Starting from the topiary of patrician Rome, she moves through the paradise gardens of Islam and the medieval hortus conclusus to the formal parterres of Renaissance Italy, the more elaborate broderies of the royal French gardens, the complicated conceits of the Tudors and the geometry of the Dutch school. She takes a wry look at the eighteenth century, when many fine formal gardens were scrapped in favour of the English landscape movement (which, in fact, was no less artificial). In the nineteenth century there was a revival of parterres filled with tender bedding plants.
Green architecture returned with the Arts and Crafts movement, and the twentieth century saw a joyful resurgence of the topiary peacock and other such conceits, the arrival of the Japanese minimalist school, the cult of the venerable sagging hedge, cloud pruning and the emergence of the cool crisp lines of modernism. German perennial planting, juxtaposed with sharply cut linear hedges, has provided a clever solution to the modern requirements of high style, low maintenance and attention to the environment and to labour costs. Of late a new type of formality has emerged among designers and landscape architects, involving wild-looking prairie planting set off by large-scale sculptural topiary.

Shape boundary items

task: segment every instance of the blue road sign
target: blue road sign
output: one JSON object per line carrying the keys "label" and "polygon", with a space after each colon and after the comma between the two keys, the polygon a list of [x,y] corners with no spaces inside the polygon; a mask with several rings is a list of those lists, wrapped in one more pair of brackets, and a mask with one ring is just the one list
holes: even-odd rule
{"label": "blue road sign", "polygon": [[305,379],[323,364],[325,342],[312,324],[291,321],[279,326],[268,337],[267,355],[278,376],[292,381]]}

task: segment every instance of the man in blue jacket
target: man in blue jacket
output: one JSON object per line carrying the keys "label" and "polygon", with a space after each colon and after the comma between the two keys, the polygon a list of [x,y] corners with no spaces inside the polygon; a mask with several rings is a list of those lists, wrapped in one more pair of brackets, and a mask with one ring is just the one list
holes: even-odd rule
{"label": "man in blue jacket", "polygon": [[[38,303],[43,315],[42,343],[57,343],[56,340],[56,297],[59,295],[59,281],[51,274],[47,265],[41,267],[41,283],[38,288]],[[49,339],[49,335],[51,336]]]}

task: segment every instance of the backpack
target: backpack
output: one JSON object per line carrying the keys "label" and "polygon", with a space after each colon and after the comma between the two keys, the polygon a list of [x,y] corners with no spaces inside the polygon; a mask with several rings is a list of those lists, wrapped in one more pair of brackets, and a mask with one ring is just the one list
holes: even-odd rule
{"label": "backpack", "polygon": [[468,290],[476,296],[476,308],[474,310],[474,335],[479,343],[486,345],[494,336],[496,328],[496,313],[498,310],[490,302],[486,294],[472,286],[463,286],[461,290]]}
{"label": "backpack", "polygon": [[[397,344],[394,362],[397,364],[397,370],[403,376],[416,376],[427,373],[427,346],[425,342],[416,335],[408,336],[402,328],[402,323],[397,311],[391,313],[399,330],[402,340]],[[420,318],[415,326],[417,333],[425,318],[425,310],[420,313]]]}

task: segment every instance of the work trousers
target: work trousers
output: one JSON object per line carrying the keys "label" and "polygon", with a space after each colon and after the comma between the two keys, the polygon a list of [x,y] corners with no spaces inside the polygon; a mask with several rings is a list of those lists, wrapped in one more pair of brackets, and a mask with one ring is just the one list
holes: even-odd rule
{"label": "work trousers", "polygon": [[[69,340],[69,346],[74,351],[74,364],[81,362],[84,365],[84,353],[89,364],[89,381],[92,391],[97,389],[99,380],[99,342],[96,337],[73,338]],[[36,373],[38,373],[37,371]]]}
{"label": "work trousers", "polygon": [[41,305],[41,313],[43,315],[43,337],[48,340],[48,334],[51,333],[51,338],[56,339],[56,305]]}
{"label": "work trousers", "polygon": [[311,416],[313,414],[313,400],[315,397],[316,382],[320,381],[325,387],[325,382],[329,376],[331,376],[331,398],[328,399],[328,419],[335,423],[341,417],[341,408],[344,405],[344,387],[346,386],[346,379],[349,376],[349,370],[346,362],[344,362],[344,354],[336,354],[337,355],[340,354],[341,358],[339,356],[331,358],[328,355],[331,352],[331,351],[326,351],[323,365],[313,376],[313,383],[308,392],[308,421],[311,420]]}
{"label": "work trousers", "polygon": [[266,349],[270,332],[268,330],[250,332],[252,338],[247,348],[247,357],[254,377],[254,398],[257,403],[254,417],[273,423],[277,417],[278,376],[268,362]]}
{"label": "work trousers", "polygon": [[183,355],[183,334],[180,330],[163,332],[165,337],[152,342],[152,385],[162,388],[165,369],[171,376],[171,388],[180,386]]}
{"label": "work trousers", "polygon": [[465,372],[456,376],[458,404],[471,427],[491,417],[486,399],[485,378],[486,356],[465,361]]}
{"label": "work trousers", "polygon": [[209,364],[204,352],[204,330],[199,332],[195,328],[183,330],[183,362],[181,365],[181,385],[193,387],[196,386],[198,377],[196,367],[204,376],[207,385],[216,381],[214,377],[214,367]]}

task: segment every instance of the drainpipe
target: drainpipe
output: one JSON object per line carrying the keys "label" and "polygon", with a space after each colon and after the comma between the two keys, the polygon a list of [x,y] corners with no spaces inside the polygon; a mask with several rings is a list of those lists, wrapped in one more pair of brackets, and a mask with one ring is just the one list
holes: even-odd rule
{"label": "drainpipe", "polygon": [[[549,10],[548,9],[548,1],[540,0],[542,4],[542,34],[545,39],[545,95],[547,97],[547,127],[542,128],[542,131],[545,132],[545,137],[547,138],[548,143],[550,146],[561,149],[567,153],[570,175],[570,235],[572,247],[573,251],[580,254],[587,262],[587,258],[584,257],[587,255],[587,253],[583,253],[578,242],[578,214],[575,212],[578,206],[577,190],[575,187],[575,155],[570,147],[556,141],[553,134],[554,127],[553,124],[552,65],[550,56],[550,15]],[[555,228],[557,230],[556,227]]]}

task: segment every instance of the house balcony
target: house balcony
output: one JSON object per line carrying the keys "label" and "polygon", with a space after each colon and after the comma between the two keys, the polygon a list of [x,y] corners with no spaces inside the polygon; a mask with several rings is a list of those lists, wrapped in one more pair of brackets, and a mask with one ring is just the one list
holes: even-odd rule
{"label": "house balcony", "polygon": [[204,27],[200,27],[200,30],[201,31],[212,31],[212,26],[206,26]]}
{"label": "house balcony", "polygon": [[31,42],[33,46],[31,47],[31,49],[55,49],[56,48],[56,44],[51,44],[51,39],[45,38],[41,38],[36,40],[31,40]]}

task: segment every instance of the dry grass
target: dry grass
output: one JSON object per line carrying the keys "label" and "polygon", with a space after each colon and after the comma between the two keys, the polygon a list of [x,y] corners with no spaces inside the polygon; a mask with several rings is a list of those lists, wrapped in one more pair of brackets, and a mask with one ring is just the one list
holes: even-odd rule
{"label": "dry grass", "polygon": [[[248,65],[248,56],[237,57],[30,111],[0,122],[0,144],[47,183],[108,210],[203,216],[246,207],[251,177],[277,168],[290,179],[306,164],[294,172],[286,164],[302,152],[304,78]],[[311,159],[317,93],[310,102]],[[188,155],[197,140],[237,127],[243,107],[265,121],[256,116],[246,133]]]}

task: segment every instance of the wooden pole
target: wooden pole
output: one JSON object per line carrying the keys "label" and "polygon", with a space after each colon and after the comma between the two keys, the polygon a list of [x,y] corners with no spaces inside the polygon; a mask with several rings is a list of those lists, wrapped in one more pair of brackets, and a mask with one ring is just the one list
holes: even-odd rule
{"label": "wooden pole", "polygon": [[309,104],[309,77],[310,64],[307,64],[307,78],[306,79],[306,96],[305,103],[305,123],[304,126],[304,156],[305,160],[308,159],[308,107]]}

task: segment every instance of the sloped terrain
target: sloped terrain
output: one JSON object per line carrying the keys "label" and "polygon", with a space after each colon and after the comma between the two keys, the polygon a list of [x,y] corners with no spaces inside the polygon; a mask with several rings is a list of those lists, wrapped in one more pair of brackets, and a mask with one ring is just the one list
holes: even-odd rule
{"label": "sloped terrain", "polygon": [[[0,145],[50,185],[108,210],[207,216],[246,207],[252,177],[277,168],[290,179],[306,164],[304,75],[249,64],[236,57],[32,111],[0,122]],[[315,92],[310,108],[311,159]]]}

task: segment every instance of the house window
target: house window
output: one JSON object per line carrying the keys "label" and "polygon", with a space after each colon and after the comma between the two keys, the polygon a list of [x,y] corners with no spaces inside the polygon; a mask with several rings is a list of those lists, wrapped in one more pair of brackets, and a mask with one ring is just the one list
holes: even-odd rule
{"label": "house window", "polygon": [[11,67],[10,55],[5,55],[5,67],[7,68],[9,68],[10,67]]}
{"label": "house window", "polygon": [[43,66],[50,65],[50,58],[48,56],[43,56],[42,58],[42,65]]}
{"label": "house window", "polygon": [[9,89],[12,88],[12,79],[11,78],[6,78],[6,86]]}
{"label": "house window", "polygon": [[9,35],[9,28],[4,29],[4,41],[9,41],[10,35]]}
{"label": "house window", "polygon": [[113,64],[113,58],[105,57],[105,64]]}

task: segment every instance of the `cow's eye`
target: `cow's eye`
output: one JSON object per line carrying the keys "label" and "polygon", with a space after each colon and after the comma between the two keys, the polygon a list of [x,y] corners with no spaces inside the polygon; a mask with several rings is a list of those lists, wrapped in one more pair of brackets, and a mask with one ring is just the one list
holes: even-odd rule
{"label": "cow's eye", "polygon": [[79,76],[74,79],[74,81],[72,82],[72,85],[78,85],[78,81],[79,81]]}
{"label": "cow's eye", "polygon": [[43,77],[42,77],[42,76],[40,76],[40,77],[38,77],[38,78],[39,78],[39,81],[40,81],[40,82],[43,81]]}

...

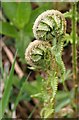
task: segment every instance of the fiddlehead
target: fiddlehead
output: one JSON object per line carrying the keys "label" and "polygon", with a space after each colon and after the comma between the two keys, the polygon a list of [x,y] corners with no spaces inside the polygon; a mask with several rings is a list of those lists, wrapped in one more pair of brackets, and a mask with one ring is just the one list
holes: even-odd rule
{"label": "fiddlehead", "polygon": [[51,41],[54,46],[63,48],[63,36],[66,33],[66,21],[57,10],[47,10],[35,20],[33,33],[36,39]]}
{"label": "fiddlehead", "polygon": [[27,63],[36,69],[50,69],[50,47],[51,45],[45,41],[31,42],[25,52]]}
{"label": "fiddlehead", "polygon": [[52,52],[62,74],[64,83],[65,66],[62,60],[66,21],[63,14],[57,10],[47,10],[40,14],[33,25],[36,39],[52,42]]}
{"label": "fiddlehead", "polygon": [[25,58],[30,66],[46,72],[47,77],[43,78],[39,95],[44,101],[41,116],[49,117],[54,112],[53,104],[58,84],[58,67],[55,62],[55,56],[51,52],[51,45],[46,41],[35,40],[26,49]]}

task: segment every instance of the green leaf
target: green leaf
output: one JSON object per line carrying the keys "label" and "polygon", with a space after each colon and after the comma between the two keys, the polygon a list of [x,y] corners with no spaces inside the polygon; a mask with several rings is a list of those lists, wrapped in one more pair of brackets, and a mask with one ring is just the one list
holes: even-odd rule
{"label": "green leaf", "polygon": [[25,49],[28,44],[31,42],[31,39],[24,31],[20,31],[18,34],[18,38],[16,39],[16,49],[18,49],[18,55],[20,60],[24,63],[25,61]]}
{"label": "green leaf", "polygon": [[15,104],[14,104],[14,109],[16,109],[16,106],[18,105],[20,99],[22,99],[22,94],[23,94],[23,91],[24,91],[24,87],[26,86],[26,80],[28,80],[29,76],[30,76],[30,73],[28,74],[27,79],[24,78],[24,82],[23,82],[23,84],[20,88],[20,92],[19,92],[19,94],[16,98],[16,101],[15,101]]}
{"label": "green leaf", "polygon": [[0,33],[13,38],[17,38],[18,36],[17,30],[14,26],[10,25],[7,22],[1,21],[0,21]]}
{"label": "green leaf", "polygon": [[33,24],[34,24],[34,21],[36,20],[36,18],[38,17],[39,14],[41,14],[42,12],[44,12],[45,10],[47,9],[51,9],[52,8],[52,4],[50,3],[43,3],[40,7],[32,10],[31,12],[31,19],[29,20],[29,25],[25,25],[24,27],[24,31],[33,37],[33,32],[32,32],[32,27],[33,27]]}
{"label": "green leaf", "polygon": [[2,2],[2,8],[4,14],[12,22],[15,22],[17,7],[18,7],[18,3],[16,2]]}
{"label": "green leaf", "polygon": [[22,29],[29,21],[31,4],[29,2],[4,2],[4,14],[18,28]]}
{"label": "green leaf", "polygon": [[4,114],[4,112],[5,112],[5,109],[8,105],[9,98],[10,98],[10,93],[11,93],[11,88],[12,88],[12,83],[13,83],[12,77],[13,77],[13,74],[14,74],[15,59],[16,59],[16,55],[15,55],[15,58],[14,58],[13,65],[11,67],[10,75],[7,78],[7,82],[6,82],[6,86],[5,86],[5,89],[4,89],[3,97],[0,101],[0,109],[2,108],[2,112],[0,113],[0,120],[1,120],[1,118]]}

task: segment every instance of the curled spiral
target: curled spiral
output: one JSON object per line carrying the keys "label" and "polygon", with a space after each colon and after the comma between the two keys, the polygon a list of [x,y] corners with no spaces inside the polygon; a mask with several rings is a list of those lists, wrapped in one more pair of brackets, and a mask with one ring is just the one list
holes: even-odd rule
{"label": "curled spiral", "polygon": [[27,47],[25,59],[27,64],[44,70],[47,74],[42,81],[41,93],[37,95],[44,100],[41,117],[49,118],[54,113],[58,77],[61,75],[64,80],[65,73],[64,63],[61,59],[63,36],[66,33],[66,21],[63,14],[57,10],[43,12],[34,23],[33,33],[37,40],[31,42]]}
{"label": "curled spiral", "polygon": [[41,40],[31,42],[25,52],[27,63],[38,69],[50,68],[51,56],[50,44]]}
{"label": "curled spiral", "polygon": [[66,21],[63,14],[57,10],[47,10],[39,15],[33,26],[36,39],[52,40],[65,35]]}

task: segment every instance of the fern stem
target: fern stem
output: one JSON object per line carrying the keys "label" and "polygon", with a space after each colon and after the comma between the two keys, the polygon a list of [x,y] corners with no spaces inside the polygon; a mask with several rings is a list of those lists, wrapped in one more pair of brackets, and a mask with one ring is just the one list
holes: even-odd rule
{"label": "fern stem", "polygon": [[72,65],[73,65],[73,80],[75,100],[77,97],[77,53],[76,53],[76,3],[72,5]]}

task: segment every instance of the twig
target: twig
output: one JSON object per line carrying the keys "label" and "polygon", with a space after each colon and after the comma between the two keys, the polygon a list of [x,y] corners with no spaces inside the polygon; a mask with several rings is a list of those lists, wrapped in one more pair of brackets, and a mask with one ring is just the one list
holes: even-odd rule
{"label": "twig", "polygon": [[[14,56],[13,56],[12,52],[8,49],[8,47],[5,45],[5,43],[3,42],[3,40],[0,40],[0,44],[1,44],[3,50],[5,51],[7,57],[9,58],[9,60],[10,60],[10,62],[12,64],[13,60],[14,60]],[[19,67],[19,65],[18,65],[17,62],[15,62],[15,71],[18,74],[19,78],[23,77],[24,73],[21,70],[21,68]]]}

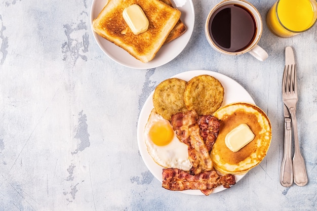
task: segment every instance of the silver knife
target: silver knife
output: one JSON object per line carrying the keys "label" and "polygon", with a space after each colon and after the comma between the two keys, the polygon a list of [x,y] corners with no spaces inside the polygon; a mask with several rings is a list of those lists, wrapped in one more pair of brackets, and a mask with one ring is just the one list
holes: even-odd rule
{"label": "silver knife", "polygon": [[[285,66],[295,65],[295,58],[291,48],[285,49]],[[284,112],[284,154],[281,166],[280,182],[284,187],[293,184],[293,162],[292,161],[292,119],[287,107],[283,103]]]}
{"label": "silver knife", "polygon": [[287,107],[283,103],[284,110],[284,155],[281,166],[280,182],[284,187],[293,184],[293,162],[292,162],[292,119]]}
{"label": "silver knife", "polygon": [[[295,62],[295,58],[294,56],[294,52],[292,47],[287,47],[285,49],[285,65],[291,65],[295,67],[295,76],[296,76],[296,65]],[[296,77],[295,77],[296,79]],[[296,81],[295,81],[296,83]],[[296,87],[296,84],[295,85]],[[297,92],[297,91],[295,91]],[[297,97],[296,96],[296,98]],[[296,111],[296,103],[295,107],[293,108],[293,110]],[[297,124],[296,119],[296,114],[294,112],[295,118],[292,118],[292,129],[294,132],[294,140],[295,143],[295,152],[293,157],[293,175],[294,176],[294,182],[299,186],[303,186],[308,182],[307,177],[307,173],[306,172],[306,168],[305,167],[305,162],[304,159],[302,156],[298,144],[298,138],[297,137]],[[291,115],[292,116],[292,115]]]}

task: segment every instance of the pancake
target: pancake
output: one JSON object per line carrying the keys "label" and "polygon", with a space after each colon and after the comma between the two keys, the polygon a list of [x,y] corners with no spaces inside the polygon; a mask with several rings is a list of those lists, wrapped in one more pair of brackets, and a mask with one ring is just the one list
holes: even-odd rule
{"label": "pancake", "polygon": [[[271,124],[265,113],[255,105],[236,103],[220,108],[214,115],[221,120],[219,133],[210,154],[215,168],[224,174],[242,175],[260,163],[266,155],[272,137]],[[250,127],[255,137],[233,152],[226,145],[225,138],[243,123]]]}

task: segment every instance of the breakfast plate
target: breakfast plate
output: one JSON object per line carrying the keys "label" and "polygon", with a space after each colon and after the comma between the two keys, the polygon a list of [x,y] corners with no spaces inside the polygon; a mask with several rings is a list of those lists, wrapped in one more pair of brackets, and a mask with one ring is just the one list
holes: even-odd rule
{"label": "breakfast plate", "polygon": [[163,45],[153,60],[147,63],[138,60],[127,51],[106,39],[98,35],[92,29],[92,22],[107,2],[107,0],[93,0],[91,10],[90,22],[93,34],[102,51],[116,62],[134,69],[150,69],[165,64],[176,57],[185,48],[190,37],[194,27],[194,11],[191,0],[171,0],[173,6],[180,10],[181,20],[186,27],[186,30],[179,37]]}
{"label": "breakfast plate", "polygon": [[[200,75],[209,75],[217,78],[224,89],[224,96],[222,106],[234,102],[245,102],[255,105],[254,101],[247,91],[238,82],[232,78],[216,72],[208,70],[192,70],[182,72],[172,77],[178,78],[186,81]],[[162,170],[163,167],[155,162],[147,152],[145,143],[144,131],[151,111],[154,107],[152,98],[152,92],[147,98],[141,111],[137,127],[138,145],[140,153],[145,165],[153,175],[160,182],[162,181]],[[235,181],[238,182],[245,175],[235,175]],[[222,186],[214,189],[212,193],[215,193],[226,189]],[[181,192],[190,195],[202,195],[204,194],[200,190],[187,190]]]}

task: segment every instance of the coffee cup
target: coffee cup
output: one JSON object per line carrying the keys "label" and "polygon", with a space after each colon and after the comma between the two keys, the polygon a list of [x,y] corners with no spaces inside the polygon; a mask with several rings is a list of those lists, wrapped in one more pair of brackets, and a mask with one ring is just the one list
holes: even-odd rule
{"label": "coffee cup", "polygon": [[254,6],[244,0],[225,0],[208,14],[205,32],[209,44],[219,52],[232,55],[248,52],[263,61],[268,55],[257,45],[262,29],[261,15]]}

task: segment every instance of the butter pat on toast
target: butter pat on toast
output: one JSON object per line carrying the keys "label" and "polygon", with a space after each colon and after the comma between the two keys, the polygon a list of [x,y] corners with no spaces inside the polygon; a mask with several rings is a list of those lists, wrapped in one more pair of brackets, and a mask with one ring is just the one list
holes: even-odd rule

...

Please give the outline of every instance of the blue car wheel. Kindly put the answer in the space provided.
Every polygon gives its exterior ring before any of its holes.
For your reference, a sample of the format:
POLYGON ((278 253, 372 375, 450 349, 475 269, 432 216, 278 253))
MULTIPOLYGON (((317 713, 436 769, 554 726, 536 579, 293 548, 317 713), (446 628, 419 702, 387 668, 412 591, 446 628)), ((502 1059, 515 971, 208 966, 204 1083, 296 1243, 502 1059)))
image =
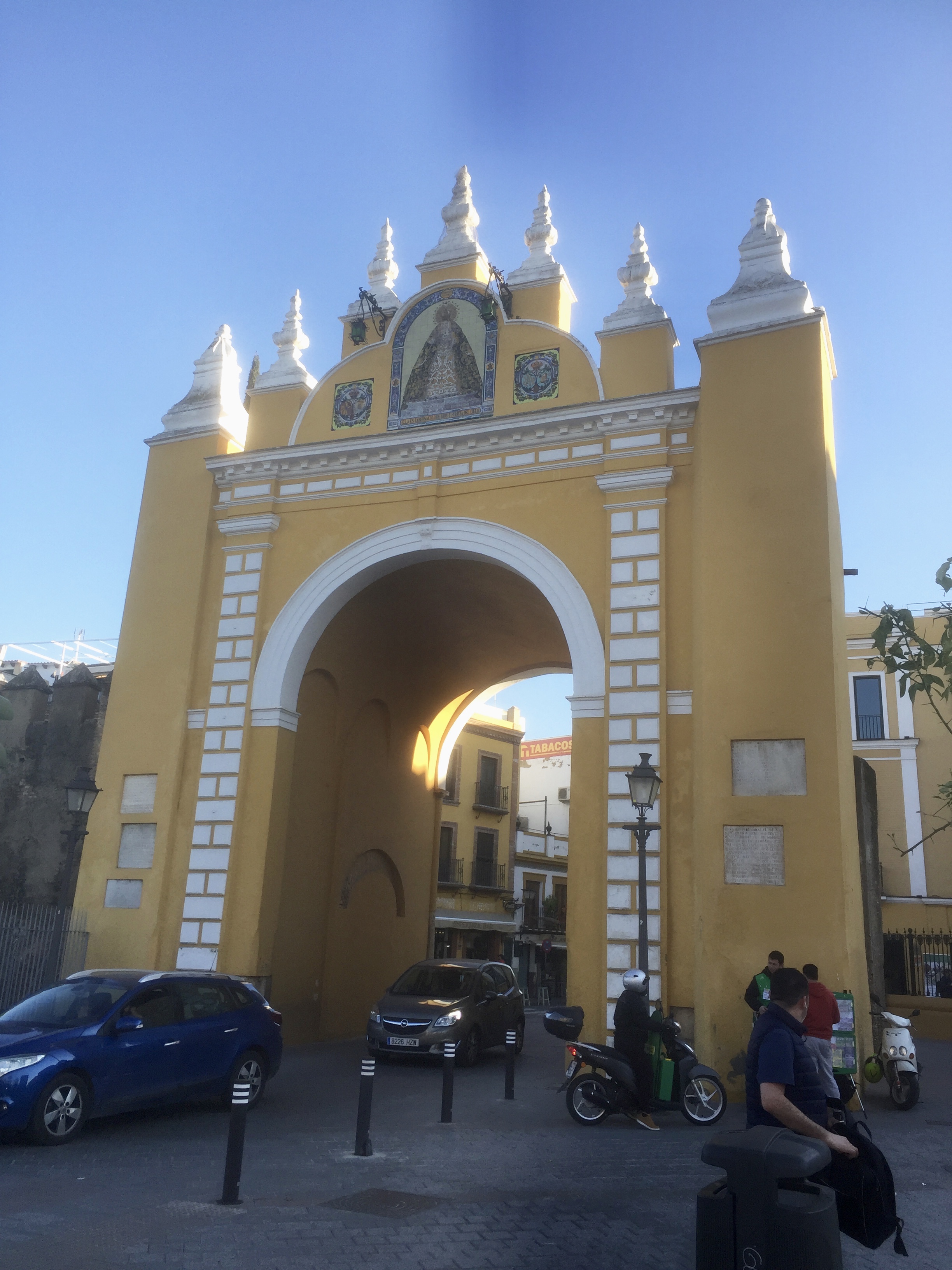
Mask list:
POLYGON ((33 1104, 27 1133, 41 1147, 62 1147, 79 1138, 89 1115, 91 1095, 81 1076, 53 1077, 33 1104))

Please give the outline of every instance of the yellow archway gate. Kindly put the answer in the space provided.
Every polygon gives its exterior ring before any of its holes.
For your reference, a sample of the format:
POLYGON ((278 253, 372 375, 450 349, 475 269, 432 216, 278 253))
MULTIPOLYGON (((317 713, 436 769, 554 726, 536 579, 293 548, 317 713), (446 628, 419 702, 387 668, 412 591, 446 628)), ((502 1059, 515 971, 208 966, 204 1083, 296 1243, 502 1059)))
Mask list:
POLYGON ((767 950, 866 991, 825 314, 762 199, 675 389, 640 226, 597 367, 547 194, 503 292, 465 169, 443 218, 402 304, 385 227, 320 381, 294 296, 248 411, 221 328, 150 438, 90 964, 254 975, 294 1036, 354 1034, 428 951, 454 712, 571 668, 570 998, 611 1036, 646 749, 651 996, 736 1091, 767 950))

WHAT YOU HAVE TO DO:
Update the garden history passage by writing out everything from "Starting from the" down to "tender bedding plants." with "parterres" swapped for "flower beds".

RIGHT ANSWER:
Starting from the topiary of patrician Rome, she moves through the paradise gardens of Islam and the medieval hortus conclusus to the formal flower beds of Renaissance Italy, the more elaborate broderies of the royal French gardens, the complicated conceits of the Tudors and the geometry of the Dutch school. She takes a wry look at the eighteenth century, when many fine formal gardens were scrapped in favour of the English landscape movement (which, in fact, was no less artificial). In the nineteenth century there was a revival of flower beds filled with tender bedding plants.